-- DATASET RECORDS --
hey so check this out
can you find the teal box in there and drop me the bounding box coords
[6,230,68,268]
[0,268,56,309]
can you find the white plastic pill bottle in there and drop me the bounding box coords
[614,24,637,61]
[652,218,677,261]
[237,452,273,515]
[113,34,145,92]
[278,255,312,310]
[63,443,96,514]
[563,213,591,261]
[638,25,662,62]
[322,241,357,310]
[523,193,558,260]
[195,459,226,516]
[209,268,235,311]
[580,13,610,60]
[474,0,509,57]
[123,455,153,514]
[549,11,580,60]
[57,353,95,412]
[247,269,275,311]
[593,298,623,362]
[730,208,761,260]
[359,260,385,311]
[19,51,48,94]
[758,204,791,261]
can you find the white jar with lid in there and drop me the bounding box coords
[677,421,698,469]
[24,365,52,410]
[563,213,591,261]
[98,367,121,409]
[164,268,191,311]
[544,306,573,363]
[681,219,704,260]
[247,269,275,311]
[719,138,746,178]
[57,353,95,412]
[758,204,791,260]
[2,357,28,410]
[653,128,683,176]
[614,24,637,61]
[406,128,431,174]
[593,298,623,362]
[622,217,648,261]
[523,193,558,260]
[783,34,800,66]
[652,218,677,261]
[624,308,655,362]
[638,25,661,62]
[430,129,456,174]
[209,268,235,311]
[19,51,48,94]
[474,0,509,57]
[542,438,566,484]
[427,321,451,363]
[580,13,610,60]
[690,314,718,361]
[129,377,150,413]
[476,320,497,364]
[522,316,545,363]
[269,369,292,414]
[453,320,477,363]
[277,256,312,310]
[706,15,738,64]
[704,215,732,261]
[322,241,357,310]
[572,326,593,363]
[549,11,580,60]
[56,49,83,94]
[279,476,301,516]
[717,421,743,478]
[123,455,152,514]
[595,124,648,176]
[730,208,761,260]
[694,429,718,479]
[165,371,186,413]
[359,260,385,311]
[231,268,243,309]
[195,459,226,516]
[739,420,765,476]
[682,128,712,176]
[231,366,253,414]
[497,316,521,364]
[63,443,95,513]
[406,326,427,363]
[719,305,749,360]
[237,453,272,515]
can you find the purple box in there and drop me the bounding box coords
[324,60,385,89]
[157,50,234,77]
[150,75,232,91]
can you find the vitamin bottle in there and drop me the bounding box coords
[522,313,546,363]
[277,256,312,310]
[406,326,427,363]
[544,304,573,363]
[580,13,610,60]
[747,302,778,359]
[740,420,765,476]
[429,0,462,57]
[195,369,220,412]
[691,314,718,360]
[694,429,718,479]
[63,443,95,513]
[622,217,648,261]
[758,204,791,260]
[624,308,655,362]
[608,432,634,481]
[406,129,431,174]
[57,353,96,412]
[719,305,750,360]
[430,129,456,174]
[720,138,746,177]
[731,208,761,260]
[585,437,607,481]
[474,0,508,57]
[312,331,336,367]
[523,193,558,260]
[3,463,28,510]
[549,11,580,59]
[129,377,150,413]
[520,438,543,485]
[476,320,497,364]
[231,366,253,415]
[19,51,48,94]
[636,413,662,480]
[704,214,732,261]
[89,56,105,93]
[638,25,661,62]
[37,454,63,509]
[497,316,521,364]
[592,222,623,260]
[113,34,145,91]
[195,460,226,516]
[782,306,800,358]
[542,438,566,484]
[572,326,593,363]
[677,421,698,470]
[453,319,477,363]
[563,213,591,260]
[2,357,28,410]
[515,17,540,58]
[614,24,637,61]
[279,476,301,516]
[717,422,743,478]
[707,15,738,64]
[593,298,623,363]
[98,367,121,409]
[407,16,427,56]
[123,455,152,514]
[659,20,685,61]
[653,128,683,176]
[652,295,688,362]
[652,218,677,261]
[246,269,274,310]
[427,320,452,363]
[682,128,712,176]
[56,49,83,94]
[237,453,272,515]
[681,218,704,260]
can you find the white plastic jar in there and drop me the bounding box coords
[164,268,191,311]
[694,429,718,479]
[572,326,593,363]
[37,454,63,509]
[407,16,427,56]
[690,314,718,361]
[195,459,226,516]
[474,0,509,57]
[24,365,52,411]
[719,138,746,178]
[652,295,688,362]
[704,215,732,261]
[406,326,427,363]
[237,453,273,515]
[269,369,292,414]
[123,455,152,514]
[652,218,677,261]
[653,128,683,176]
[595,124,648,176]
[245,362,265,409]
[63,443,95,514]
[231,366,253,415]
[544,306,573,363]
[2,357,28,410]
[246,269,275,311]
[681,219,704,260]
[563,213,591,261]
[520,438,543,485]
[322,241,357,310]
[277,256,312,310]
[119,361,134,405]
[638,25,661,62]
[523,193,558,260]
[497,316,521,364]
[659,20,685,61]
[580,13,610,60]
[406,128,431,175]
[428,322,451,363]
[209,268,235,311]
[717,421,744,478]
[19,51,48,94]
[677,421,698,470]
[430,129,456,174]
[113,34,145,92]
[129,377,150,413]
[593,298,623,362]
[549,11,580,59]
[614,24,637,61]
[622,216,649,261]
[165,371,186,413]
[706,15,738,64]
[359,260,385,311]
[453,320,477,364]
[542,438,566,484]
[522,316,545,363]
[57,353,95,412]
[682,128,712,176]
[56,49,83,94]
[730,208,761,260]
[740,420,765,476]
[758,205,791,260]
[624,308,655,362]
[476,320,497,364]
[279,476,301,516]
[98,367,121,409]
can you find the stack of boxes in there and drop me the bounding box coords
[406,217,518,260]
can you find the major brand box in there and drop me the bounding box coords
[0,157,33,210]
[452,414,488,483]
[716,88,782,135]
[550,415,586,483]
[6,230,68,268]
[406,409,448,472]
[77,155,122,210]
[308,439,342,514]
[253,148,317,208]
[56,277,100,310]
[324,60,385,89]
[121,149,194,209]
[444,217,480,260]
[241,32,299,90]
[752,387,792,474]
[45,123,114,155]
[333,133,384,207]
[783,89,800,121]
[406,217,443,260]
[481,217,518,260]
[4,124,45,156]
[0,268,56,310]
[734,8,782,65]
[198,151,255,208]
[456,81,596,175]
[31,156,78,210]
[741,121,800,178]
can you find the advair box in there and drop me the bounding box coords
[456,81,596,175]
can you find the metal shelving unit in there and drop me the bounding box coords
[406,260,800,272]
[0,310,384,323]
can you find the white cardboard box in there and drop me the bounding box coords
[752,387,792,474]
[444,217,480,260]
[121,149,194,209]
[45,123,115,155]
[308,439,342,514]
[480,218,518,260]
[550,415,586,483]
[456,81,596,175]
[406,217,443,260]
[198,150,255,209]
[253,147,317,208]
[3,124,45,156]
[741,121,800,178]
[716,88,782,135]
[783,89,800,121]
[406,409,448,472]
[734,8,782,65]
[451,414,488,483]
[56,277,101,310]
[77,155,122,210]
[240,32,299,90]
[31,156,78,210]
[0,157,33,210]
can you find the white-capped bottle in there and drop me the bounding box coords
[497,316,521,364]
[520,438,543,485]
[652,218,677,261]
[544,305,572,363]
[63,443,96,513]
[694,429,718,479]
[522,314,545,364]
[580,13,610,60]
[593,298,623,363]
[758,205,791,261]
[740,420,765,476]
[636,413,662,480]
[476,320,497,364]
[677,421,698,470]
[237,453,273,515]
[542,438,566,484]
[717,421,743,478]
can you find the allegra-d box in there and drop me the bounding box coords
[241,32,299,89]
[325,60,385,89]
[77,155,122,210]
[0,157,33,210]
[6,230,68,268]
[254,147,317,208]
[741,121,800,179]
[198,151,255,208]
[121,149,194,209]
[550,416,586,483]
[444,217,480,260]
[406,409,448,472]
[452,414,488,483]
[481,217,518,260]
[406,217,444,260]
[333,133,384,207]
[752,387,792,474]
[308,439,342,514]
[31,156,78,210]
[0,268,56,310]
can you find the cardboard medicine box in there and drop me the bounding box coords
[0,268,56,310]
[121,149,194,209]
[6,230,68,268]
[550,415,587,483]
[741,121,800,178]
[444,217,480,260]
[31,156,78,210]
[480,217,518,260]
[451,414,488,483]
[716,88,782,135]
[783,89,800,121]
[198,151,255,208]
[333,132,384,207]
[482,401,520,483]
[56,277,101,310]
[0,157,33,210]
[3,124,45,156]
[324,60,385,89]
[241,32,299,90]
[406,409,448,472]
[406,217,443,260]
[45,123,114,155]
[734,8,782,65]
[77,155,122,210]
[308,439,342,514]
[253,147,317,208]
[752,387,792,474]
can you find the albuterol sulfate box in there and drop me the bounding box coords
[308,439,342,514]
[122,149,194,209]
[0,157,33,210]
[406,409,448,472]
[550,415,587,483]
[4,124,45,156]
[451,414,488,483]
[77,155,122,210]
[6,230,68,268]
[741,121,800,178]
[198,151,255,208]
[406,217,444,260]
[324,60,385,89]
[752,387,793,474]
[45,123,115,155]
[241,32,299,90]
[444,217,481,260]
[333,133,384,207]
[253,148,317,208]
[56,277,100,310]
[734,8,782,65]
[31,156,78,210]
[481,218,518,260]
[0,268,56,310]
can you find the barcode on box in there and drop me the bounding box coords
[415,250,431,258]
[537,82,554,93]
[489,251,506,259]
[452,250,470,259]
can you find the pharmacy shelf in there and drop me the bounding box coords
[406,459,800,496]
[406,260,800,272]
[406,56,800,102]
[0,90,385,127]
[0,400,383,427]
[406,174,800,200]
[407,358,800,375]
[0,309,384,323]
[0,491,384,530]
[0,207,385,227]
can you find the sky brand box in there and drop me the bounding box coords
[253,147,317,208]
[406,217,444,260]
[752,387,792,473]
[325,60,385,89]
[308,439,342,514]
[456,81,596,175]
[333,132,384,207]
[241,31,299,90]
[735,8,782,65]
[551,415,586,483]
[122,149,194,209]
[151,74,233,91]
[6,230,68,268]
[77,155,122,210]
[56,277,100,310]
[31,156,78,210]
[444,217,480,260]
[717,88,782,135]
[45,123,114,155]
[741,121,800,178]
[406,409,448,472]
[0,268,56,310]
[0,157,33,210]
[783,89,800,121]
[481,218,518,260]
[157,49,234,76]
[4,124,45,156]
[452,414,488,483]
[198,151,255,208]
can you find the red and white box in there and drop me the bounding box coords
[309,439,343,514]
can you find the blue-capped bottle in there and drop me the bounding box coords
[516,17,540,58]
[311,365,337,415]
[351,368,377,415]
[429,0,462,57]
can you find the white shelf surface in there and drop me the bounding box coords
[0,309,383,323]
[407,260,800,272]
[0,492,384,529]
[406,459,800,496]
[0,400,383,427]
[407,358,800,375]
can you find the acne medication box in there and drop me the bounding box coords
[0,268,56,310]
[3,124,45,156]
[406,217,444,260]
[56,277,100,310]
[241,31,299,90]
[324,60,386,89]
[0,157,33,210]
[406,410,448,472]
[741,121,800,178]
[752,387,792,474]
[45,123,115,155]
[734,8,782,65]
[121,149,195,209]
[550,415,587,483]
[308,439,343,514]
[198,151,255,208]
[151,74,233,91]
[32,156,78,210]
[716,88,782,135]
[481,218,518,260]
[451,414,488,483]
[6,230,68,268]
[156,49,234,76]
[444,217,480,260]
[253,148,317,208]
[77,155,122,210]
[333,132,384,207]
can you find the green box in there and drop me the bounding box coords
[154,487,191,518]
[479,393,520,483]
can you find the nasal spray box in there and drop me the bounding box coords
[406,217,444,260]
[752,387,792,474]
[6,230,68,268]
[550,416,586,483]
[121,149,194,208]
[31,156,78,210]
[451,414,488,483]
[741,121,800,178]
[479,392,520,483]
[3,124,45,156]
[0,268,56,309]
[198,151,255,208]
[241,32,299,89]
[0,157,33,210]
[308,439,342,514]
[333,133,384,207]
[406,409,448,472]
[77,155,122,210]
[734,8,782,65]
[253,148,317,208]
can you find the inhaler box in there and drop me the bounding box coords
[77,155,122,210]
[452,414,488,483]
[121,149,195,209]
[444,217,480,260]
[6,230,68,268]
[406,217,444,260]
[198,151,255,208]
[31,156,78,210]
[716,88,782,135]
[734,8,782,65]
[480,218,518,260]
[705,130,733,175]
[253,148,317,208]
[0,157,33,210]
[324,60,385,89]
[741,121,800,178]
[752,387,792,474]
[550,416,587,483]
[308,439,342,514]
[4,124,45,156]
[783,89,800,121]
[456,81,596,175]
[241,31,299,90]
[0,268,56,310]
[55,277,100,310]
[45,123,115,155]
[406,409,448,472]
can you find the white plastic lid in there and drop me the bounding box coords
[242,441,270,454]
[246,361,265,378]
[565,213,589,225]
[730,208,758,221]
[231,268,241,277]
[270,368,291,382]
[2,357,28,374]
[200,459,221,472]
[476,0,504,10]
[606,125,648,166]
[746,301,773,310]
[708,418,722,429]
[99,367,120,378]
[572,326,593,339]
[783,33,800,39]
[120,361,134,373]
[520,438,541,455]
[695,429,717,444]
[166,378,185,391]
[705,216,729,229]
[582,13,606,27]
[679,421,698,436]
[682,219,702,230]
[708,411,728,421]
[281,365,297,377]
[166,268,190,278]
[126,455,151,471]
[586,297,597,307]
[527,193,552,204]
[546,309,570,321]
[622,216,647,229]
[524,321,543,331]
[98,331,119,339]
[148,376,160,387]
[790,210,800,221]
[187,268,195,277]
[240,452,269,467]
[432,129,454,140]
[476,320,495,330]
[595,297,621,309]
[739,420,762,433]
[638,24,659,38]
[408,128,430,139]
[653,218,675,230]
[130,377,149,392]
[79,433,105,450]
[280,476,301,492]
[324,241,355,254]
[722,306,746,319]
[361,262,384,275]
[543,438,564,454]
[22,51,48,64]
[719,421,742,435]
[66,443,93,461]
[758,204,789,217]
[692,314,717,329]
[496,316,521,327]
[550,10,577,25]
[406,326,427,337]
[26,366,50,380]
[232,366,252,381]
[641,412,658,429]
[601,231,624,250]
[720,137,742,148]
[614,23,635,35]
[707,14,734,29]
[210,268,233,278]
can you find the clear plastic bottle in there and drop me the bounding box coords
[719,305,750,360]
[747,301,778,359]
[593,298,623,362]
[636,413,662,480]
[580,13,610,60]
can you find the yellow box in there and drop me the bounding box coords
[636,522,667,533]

-- EXERCISE DESCRIPTION --
Search the data for "can you find the clear". Beginning with that line, set down every line through the last exactly.

-- TASK OUTPUT --
can you find the clear plastic bottle in there and drop me the bounding box coords
[719,305,750,360]
[747,301,778,359]
[593,298,623,362]
[636,413,662,480]
[580,13,610,60]
can you find the yellow box in there and drop me the bounding box coords
[636,522,667,533]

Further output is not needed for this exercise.